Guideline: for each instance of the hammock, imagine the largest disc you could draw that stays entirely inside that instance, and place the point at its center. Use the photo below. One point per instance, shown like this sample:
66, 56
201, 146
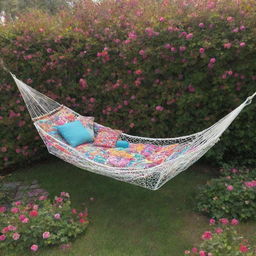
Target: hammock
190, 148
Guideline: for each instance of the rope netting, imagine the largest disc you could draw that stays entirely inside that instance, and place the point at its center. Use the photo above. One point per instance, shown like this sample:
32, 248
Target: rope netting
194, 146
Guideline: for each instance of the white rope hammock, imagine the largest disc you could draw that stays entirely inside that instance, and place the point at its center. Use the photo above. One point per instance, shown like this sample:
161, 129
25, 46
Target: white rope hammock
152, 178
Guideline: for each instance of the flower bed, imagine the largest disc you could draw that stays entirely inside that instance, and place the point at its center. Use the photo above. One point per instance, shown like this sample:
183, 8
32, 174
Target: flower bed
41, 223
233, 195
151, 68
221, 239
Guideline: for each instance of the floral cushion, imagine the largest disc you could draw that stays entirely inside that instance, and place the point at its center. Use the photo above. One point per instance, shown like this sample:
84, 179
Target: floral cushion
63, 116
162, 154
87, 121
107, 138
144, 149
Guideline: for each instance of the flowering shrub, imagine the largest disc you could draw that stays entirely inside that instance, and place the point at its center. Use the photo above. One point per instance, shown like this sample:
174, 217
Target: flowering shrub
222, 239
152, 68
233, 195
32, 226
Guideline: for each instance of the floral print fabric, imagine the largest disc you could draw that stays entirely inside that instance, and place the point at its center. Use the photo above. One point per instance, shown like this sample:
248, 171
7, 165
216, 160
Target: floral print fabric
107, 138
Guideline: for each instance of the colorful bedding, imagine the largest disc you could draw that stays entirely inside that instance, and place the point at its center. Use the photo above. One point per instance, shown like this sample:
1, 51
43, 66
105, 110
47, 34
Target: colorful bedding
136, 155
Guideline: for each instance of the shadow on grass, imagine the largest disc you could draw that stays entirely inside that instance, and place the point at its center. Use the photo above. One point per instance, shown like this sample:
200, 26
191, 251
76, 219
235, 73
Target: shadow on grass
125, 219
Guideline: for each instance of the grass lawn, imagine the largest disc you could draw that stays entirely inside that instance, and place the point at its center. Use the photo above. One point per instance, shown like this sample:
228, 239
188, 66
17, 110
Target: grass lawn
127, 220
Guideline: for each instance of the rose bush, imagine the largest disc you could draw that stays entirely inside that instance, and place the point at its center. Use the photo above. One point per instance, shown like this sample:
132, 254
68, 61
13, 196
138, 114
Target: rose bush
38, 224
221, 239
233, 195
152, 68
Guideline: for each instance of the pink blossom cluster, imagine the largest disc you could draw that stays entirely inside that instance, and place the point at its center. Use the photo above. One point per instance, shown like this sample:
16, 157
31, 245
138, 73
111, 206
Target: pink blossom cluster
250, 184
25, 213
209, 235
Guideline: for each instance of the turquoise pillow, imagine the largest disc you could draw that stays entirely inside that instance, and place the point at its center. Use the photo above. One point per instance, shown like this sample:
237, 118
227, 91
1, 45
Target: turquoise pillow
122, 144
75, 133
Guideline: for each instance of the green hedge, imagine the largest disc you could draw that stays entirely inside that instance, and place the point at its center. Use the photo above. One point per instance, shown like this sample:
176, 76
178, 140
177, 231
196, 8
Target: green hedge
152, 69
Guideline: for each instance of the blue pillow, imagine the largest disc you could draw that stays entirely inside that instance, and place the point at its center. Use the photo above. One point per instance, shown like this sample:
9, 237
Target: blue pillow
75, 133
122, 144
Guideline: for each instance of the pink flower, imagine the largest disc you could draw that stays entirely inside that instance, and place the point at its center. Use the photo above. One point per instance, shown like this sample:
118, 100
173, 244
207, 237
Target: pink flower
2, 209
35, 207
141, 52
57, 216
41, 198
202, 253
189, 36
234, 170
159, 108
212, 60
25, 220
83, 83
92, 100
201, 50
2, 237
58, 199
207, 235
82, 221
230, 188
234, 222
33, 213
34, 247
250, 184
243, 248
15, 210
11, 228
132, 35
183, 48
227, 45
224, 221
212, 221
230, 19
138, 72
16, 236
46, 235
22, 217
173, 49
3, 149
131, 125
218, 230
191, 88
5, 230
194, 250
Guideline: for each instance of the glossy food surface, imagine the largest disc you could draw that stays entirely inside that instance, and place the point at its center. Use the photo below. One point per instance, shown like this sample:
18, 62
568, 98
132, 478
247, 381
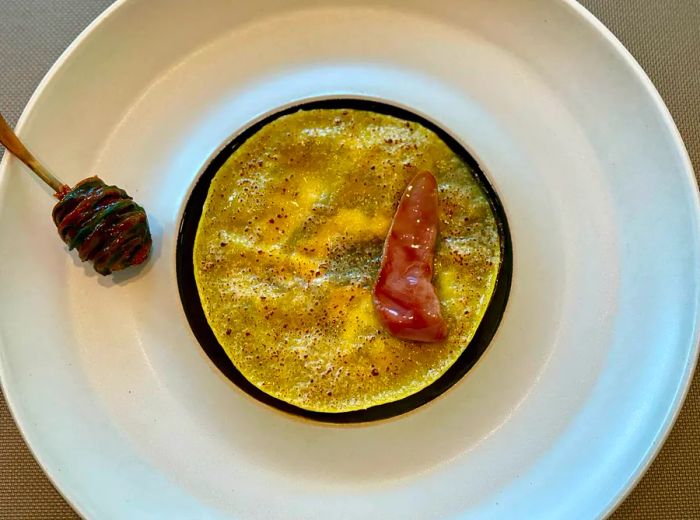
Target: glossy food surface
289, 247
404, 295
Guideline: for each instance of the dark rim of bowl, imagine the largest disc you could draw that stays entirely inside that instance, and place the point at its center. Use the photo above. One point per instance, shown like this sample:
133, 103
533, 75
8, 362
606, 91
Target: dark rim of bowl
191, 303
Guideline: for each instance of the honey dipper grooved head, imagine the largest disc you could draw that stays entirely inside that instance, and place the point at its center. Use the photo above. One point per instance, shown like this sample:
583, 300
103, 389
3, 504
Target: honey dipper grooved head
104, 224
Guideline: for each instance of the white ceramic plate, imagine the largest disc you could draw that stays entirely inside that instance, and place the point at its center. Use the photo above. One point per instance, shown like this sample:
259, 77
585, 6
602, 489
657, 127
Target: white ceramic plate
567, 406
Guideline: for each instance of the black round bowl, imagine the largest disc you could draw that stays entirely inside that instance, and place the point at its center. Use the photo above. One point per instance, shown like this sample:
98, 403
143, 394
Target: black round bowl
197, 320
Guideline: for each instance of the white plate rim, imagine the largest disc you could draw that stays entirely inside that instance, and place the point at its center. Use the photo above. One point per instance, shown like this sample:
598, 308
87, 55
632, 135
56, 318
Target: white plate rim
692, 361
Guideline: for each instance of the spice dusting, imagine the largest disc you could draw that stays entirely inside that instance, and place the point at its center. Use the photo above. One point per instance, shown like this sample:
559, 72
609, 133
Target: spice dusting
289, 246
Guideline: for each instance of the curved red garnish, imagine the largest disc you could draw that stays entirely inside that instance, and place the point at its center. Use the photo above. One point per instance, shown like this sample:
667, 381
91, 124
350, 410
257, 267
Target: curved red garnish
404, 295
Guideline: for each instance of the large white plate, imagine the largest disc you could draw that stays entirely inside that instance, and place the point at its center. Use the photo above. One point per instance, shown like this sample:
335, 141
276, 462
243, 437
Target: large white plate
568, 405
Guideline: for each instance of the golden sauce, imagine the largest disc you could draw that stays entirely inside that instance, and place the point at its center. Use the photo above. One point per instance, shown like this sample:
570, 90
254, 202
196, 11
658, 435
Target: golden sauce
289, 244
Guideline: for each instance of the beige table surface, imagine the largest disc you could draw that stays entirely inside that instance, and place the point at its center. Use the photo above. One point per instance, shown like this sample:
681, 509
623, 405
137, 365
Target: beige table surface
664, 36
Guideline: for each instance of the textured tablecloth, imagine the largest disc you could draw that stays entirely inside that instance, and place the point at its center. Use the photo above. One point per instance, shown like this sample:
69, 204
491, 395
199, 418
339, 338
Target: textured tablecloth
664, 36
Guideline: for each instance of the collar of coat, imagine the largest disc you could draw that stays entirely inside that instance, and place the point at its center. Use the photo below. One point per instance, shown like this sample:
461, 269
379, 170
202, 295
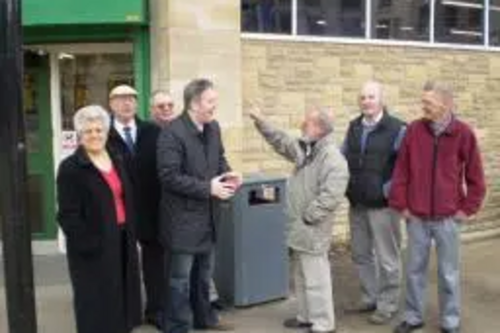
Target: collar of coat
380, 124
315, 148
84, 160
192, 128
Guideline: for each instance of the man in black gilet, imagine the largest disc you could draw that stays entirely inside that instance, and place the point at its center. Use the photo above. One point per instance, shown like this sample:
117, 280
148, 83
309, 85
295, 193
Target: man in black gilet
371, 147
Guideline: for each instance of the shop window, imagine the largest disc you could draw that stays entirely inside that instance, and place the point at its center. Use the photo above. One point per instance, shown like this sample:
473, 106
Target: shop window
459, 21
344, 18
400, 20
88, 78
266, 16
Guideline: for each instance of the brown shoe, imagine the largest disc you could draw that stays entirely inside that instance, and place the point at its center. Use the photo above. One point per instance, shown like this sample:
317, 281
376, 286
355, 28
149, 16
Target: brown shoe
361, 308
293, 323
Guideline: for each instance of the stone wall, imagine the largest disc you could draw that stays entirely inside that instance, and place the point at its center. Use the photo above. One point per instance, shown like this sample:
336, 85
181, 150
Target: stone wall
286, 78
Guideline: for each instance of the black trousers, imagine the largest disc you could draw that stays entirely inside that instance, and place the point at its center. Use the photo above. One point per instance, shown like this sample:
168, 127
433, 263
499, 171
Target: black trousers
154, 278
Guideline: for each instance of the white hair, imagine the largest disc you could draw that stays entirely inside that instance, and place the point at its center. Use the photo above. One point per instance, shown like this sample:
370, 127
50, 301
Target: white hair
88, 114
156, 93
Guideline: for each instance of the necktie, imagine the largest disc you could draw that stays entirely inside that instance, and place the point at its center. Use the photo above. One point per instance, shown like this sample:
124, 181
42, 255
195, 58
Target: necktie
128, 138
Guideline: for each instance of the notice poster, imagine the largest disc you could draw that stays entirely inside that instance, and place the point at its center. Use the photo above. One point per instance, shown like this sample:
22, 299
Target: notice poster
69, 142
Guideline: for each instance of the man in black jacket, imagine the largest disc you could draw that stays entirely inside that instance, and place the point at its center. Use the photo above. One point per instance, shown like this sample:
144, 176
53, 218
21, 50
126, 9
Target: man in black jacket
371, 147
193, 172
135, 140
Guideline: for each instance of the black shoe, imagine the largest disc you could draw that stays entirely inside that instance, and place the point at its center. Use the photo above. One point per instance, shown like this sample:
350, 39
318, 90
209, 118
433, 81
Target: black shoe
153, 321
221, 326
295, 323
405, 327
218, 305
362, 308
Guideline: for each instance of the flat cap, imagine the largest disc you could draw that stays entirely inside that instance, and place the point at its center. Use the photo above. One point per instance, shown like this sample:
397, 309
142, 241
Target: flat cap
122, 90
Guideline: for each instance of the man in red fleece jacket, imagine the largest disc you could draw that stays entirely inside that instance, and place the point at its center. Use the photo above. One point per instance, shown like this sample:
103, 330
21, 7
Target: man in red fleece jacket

_ _ _ _

■ **What you have to do**
Look through the material and find each line that includes "fleece", then copy it.

■ **Result**
Guideline: for each instance of the man in red fleece jacket, imagine the largest disc you could draw that stays entirely inside that instance, and place the point at its center. Use the photo above. One point per instance, shown like this sample:
Target: man in red fleece jacket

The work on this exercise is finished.